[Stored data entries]
---
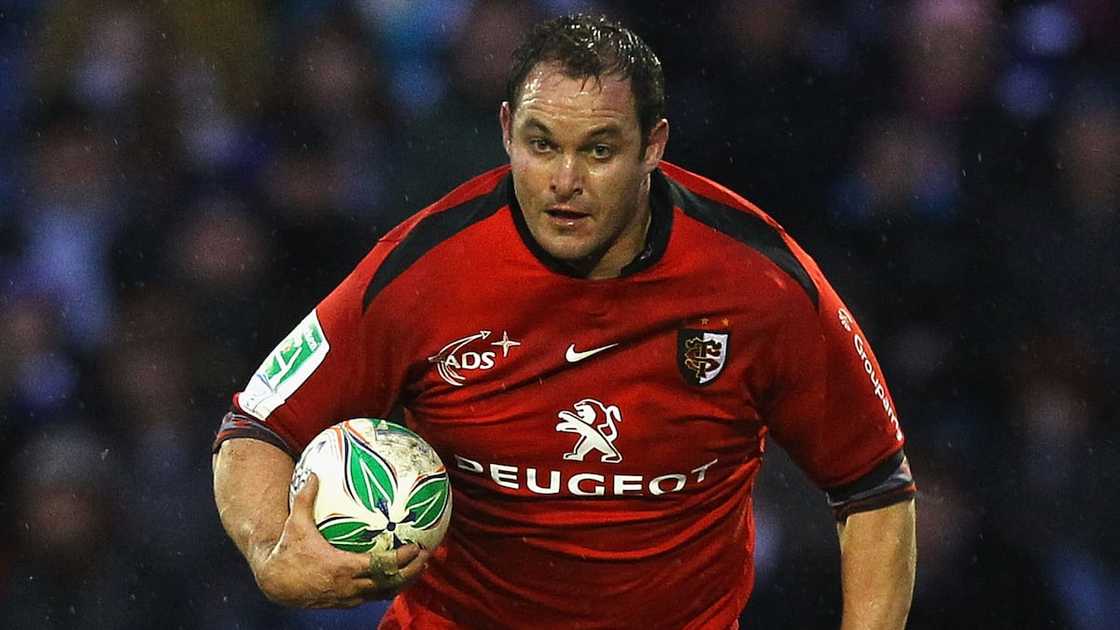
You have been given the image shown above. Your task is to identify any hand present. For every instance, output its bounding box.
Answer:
[253,474,431,608]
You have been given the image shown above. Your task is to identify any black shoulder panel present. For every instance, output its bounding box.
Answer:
[672,182,820,308]
[362,182,508,311]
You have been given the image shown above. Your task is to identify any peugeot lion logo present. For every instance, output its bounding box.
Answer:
---
### Given request
Print all of the rows above word for word, leaving out the pictures.

### Final answer
You have been given the image shown above. Your task is to identify any hand present. For every instance, output its bounding box.
Answer:
[253,474,431,608]
You have been given the image shown above. Your task is to identify any black shoulder panel present. For every instance, output its bounding box.
Answer:
[672,182,820,308]
[362,182,508,311]
You have been given the image shown above. Your task is to identify any peugeot lion logo present. For every instance, output its bounding box.
Answer:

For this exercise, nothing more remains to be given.